(A block of data)
********************
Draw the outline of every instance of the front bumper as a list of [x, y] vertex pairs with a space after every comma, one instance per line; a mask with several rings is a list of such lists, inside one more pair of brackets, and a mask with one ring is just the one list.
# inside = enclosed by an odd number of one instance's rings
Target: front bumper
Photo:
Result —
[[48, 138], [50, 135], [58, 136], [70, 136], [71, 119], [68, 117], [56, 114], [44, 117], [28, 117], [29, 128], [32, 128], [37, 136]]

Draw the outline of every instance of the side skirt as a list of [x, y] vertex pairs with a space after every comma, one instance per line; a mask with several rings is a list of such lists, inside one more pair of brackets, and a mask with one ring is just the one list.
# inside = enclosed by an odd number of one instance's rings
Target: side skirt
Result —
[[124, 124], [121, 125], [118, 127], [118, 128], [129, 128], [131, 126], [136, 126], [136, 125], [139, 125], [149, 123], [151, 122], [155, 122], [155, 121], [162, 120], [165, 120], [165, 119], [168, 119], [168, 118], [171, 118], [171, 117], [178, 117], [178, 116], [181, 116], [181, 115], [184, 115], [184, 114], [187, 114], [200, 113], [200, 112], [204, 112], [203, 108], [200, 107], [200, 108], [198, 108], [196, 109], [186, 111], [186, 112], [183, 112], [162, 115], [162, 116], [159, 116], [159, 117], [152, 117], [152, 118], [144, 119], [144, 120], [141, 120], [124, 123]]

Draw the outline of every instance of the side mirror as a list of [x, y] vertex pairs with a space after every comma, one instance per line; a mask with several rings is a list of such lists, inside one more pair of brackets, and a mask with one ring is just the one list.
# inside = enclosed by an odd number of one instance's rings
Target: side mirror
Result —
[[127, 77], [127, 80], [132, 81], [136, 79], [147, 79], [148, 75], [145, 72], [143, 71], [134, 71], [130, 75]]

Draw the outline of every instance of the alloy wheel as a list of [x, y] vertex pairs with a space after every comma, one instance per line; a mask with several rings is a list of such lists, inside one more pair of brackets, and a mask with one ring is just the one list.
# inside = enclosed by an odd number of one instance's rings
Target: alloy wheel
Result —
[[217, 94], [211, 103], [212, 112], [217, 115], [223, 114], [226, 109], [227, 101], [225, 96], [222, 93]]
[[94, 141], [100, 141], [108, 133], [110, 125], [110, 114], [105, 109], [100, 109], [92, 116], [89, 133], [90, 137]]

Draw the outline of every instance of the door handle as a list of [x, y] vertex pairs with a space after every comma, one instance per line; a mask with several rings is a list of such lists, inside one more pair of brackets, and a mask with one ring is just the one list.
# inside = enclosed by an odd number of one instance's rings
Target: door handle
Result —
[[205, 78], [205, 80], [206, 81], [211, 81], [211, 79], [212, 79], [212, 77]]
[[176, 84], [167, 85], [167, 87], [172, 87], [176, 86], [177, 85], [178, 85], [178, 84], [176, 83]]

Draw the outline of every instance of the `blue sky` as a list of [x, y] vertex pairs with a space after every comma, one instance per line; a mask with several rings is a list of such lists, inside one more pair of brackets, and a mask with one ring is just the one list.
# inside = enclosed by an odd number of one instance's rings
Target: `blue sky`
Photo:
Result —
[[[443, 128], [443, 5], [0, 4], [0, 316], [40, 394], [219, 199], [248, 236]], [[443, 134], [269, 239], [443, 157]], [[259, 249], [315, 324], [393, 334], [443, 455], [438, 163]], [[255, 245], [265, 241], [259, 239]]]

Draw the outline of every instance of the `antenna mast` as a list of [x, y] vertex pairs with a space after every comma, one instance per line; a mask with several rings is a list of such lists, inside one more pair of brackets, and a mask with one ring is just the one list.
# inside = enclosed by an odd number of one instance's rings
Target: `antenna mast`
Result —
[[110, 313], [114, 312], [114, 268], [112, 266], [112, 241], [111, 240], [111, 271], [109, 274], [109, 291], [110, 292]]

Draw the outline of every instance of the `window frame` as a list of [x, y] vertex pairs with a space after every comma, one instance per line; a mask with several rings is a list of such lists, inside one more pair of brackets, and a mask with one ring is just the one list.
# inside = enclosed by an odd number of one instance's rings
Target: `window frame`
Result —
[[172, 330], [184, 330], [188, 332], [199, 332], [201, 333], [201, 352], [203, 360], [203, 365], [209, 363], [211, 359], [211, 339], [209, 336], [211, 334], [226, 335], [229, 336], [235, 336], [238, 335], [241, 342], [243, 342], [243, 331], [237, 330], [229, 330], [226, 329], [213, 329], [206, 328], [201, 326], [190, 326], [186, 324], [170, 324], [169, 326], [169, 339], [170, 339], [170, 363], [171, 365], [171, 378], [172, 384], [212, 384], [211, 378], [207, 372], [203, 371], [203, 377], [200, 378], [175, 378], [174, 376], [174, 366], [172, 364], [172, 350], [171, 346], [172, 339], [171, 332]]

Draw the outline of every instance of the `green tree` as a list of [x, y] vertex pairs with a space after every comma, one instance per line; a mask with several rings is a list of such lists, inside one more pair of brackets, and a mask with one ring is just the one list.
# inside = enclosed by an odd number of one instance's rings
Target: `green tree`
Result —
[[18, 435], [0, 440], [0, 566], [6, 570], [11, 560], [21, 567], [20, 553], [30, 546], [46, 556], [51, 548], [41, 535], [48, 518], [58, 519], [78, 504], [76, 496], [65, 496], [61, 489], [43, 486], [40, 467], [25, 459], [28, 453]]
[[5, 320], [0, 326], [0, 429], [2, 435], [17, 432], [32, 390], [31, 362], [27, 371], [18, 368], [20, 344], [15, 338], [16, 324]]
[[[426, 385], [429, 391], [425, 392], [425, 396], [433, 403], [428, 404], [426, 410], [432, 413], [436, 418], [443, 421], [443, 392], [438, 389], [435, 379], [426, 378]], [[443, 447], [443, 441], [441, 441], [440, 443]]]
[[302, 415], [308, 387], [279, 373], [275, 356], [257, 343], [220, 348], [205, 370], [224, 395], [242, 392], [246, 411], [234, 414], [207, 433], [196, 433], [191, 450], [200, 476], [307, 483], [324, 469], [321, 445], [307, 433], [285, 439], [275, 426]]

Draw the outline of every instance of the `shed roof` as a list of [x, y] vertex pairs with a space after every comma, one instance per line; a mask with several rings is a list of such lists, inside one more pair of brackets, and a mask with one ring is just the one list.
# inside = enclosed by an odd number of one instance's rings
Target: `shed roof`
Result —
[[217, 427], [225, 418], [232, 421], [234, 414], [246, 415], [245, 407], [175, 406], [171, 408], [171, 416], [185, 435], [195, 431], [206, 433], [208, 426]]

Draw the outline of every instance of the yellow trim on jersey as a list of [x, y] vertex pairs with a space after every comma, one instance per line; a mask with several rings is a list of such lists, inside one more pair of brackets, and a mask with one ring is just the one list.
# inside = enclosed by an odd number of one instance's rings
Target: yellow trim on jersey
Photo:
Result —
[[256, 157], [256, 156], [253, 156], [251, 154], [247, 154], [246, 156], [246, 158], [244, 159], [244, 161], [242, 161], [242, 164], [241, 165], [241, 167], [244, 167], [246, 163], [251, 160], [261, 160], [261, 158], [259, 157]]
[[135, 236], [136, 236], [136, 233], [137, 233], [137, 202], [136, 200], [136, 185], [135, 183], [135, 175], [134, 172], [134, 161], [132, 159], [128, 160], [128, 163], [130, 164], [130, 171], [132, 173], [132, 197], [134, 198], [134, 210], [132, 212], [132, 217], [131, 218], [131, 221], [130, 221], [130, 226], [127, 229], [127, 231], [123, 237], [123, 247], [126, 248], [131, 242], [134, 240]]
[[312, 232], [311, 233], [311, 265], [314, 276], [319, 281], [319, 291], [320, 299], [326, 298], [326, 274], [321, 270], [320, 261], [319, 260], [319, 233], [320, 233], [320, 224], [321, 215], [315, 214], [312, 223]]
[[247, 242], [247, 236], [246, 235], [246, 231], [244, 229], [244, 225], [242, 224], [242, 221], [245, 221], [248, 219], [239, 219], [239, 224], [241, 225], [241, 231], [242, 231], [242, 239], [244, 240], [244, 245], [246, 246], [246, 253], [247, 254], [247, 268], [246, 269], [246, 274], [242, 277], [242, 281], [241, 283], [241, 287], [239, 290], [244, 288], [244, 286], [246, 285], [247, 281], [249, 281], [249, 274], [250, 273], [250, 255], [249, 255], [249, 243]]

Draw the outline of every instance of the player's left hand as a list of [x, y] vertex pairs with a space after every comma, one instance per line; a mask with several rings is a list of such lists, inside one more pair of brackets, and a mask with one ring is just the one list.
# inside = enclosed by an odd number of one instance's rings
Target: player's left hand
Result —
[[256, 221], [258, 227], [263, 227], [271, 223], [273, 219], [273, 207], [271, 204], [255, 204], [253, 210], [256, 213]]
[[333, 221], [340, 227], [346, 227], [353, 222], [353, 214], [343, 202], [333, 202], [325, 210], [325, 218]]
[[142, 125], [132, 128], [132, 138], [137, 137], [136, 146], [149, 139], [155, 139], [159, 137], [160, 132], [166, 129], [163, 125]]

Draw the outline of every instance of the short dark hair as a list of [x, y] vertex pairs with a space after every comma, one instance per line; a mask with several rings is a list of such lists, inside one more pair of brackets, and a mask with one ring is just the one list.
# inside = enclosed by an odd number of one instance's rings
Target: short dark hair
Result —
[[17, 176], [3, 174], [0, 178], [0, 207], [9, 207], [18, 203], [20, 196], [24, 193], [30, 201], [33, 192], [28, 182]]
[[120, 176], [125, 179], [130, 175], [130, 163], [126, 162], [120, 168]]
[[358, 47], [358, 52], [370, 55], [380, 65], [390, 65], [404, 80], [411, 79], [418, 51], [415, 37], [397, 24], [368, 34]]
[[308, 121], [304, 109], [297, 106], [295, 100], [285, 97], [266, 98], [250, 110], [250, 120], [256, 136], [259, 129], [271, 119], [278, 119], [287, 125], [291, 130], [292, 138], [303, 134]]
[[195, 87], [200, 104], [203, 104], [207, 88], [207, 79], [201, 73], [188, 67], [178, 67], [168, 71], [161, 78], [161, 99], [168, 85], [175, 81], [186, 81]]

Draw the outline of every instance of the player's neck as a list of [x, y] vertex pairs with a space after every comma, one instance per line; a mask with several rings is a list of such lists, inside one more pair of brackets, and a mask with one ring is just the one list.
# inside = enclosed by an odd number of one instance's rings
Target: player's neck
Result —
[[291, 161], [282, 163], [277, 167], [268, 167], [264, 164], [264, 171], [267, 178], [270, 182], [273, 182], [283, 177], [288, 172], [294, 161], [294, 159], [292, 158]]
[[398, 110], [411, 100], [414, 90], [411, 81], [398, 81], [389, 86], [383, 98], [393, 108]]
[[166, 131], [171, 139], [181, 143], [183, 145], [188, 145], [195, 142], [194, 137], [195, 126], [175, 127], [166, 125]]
********************
Repeat the data above word for word, starting at the first line and continuing through the line that contains "128], [37, 136]]", including both.

# [FINAL ANSWER]
Draw the outline of every instance of the front bumper as a list of [x, y] vertex pairs with a space after every comma, one instance per line; a mask with several rings is a list of such lists, inside one more pair of brackets, and a mask with one ring is just the one list.
# inside = enclosed by an odd number of one instance's rings
Target: front bumper
Photo:
Result —
[[48, 138], [50, 135], [58, 136], [70, 136], [71, 119], [68, 117], [56, 114], [44, 117], [28, 117], [29, 128], [32, 128], [37, 136]]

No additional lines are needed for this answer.